• What is needed: Down to the last line, reproduce the data below exactly.

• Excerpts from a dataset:
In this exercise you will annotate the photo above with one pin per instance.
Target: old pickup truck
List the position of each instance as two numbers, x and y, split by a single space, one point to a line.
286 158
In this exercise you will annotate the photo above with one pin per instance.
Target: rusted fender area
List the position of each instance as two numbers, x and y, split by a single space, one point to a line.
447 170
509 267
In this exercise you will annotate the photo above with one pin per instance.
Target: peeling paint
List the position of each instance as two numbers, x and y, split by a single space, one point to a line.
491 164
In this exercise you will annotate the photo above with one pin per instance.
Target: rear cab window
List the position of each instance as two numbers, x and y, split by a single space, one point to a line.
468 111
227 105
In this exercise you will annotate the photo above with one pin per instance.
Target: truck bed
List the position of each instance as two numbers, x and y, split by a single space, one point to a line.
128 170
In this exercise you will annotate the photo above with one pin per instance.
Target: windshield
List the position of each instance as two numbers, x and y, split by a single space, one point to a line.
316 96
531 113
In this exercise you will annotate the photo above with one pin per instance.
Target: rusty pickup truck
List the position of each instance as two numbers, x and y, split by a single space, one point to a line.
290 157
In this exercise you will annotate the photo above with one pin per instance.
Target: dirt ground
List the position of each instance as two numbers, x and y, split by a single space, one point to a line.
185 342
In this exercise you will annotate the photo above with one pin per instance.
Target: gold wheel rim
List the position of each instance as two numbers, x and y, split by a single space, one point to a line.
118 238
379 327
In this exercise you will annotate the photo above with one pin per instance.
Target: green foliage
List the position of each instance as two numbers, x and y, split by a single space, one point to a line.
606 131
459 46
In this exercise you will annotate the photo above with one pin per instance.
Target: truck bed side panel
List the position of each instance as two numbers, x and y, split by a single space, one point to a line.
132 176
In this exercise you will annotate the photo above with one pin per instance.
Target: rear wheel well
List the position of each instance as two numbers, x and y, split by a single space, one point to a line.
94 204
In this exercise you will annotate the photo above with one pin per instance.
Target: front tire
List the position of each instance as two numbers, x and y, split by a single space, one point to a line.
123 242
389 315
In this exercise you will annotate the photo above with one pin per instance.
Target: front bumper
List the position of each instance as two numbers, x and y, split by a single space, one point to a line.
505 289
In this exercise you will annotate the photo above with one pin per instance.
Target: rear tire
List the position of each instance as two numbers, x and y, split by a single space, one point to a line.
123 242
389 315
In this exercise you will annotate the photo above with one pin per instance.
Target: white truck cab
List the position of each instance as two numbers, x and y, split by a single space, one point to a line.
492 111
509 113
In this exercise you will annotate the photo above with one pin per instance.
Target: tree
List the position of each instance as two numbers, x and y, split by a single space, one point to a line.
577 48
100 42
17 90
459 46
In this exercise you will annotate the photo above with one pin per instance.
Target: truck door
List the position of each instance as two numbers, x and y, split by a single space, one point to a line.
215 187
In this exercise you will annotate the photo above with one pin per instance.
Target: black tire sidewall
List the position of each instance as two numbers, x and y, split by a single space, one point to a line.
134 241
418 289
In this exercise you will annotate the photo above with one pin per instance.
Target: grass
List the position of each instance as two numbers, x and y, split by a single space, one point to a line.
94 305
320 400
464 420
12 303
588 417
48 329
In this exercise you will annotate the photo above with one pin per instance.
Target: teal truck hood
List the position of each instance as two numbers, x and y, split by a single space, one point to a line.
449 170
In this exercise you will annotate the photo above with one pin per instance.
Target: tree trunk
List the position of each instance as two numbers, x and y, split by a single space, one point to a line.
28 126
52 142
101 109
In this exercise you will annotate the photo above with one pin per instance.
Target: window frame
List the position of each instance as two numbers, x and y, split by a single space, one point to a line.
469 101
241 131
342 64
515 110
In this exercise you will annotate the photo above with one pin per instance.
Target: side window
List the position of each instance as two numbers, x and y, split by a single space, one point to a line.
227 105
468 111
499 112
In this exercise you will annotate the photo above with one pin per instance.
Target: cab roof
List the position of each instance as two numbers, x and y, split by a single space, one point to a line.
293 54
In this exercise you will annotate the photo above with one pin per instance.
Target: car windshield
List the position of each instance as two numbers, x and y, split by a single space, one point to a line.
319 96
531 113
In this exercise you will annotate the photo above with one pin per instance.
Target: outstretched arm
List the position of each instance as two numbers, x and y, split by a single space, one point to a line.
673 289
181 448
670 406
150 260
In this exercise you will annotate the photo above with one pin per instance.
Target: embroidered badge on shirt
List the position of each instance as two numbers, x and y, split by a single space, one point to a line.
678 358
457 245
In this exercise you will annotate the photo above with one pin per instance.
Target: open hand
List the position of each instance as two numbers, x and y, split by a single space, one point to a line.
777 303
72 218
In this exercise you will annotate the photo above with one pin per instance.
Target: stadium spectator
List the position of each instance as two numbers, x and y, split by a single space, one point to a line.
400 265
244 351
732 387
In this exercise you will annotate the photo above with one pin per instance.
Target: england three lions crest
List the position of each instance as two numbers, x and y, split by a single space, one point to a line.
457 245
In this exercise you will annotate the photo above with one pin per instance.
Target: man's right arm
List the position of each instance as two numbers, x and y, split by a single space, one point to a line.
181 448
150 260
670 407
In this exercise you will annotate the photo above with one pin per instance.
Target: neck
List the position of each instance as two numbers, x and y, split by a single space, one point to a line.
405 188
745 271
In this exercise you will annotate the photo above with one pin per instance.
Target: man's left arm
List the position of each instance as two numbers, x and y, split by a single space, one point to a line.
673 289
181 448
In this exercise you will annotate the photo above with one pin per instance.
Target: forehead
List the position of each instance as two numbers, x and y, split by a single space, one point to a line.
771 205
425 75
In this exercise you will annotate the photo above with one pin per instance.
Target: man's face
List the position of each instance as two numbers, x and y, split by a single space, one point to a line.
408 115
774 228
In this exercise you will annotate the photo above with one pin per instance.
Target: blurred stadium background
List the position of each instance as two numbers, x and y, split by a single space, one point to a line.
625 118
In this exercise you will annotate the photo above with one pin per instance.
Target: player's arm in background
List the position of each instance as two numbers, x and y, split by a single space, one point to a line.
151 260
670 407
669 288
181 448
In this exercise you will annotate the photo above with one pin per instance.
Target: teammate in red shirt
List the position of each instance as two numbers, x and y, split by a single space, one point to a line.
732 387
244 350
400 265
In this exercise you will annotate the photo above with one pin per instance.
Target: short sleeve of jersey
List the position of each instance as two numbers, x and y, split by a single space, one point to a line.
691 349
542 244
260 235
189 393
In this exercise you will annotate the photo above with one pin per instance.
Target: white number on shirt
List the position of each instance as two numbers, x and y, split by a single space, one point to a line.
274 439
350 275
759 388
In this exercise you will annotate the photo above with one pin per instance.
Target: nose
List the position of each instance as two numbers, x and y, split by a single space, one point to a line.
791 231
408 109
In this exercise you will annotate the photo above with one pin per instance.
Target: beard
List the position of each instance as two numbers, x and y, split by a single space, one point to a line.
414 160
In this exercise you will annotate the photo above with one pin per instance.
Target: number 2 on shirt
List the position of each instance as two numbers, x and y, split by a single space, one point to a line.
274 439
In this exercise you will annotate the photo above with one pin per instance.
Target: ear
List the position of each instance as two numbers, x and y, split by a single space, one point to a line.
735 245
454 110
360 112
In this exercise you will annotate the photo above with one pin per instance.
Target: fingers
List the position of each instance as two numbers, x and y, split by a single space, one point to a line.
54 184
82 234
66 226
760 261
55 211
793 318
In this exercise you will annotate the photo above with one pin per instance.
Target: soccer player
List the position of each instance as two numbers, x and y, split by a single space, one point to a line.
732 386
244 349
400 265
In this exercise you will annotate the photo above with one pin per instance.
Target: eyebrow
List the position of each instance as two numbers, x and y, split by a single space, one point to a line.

• Exercise result:
In this exercise you will annotate the photo above with one pin per instance.
Target: old pickup truck
List the position of each instance as two numbers, x and y, split by a single space, one point to a line.
286 158
In this exercise you will annotate the photo above with one pin per instance.
Target: rusted fender area
List the position of each instance as two numbers, x and y, split by a single space, one point to a line.
447 170
509 267
In this exercise you will annotate the photo above with one pin per instance.
Target: peeling paint
List the position of each instance as two numbers, x and y, split by a single space, one point to a line.
491 164
In this exercise you will annotate the photo above with one pin per instance.
Target: rear cab window
List the position of each instance as two numbers, x and y, split by a single space, one point to a line.
468 111
227 105
In this exercise you will annotate the photo above with one pin per instance.
Target: truck bed
List the position of each instance as two numbers, x and y, split by a single space, one point to a line.
128 170
In this exercise you will annotate the photo above with one pin per instance.
Target: windshield
List the position of each instance as two numbers, x and y, split by a single space, one point to a line.
316 96
531 113
In this exercise you will annotate the photo above with one pin per instance.
Target: rusty pickup truck
List the position of each instance as two numbers, x and y, split by a single space, one point to a line.
290 157
In this exercise you will annotate the photo above with one pin per instance.
Target: dirt ground
List the position of each instance as two numbers, x and y, split by a single space, one point to a line.
185 342
In this exercise you will annotate the photo above with one pin per instance.
Target: gold wheel rim
List the position of each instance as two numbers, x and y, split by a single space, one point to a line.
118 238
379 327
In this exercise you will annotate the photo above with one pin per instance.
Target: green foliage
List the position of each instance as two numbers, x and y, split by a single space, one point to a line.
606 131
459 46
In this exercise you will annotate the photo above with one pin per instance.
Target: truck bed side panel
List the position of each instance as two numbers, x and y, split by a single space, one point to a line.
132 176
In this exercise you will annotate the photo above with one pin per instance.
Target: rear wheel well
List the position of each instance as two numbers, x and y, split by a single space, one point to a line.
94 204
In this exercise you will annotate the photo above with one pin per instance.
Target: front tire
List the position of each instance as two numbers, x and y, split by a single space, one point to a line.
123 242
389 315
In this exercise you will annotate the photo above with one pin per instance.
Target: front bumper
List the position of each instance as two numbers, x and y, split by a single space, one point to a line.
505 289
In this exercise you will annotate the photo above with one pin per instance.
Target: rear tire
List the position of each instance as two numbers, x and y, split by a single space, one point to a line.
123 242
389 315
In this exercise you will annotate the photo above with one pin per instance.
Target: white truck cab
List the position of each instance as two numbers, x and y, split by a single space, one point to a line.
492 111
509 113
In this exercise you will annotate the photo above with one pin per instance.
Target: tree
List the position of each instance as two numbers, x and y, split by a single space, one point to a line.
577 48
100 42
17 90
459 46
In this exercise you will annotate the photo above with one pin per instance.
Target: truck door
List the position of each instance as two numbers, x and y, split by a single space, one point to a line.
215 187
In this exercise you will annotate the photo above with one pin per instance.
Target: black tire sidewall
List the position of each instance as two numbers, x and y, split by a single space, one point to a line.
134 241
418 289
In this exercise you will annotate the photo above with one pin per instance.
Target: grass
List the position of each instance as two numbers, x and y, split by a single space, one point to a line.
94 305
320 400
464 420
12 303
588 417
48 329
In this exercise you will annotate the photo above with one pin per instance.
Target: teal truck hood
List the position of each instance as two numbers, x and y, split by a single space, one point to a line.
449 170
In this exercise you will annotate the photo above with one pin per instance.
Target: tree trunk
List the position of each instance as two numbers, x and y, split by a single space, one point to a line.
28 126
52 142
101 109
In this exercise you will annotate the photo above with one pin per instance.
Target: window frame
List the position of each instance as two numbers, x and y, split by a single space, one point to a line.
469 101
241 131
342 64
515 110
In this exercise you will annotate the photo above with one pin per instance.
Target: side window
List the position of each instance as two numbers, x and y, split by a single space, one point to a line.
227 105
468 111
499 112
In this exercise you will annotate the photo above with one pin per instance.
Target: cab roof
List the position of each instance as two numbers, x and y, split by a single space, one point to a line.
293 54
In this exercise you will annotate the photo above with one pin per instance.
Target: car windshield
List the position of each instance as two numbers, x and y, split by a single space, one point to a line.
319 96
531 113
In this exercise you will annotate the photo above with one pin per instance.
Target: outstretched arm
List the position of each instance as two numbers, x and y, split by a single space, one point to a line.
673 289
181 448
670 406
150 260
In this exercise you will annotate the photo above with one pin per instance.
Target: embroidered badge on shirt
List the position of each instance as two numbers, x and y, split by a single space, one point to a line.
678 358
457 245
In this exercise you will annotate the photo above with one pin per instance.
Target: open hand
List the position of each instance as two numbers, x and y, split by a single space, one point to a line.
777 303
72 218
In this exercise you will annotate the photo above with one pin per instance.
Target: stadium spectator
List the position of each instance as two numbers, x and y, split by a single space, one point to a line.
400 265
244 351
732 387
In this exercise you will annotate the photo above with one pin per instance.
Target: england three lions crest
List the position of each instance as two numbers, x and y, split by a single space, one point to a line.
457 245
In this exercise you will annotate the photo above with one pin per instance.
Target: man's right arm
List the position of each instance as two numbers, x and y, split by a single space, one point to a line.
181 448
150 260
670 407
In this exercise you will annotate the photo above with one pin per instance.
Target: neck
List the position of each instance as two numbers, x and y, split by a single space, one point to a line.
405 188
745 271
In this exercise you will annotate the photo above with one pin per instance.
Target: man's left arm
List the position of each instance as two numbers, x and y, split by a single space, one point to a line.
673 289
181 448
In this exercise you will annotate the photo above with one pin per instance.
Target: forehead
List the position of each instance as two numbers, x and y, split by a single space, one point to a line.
771 205
425 75
In this exercise you will annotate the photo above with one pin per instance.
Target: man's face
List the position of each instance as two numbers, x and y, split by a single space, one point to a line.
408 115
774 228
In this exercise you will annotate the photo above with one pin per instance.
Target: blurred stadium background
List the position of each instance as two numbers, x and y, split by a single space, one point to a line.
625 118
In this exercise you will annotate the photo above with one pin per instance.
Target: player's arm in background
List the position of each instance as two numbers, x and y, split by a single space, one point to a line.
151 260
670 407
669 288
181 448
In this exercise you will annotate the photo above with one pin per instance.
Target: teammate in red shirt
List the position of each instance as two numbers, x and y, split by a single space, one point to a line.
732 387
244 350
400 265
In this exercise you will annotate the photo above with one pin per instance.
Target: short sleeve of jersey
List the position of each instance as two numbers, x and y, split by a single space, one point to a line.
691 349
542 244
260 235
189 393
In this exercise you will annotate the photo above with one pin per instance.
Target: white number on shirt
List the position of each instance as two numbers, x and y, split by a single space, one point to a line.
274 439
350 275
759 388
In this exercise you will annotate the photo above with one pin per instance.
Target: nose
List the position of each instance as two numbers, x and y, split by a single space, one point to a line.
791 231
408 109
In this exercise you will annotate the photo above with one pin per instance.
Target: beard
List the position of each instance as two numbers, x and y, split by a single space, one point to a line.
414 160
In this exercise you will annotate the photo above with one pin per instance.
Target: number 2 on shirt
List the position of each instance as two numbers, x and y, split by a single space, one point to a line.
274 439
In this exercise you will annotate the photo above with one pin per instance.
Target: ear
List the position of each instance as two numbers, x and y, split by a single space, one point to a line.
735 245
454 110
360 112
In this exercise you will annotate the photo above with one pin per instance.
Target: fingers
List the position of each instance as two numbers, x and y, split by a single space, one point to a line.
54 184
82 234
66 226
760 261
55 211
793 318
In this exercise you will annotate the photo above with one pin per instance.
Target: soccer player
List the position of each instance as two numbers, x and y, split by a single space, one point to a line.
732 386
244 349
400 265
In this exercise you will annotate the photo above with one pin per instance.
Target: eyebrow
List the position of each instance as two numbers, x and y, split by a single space, one point to a line.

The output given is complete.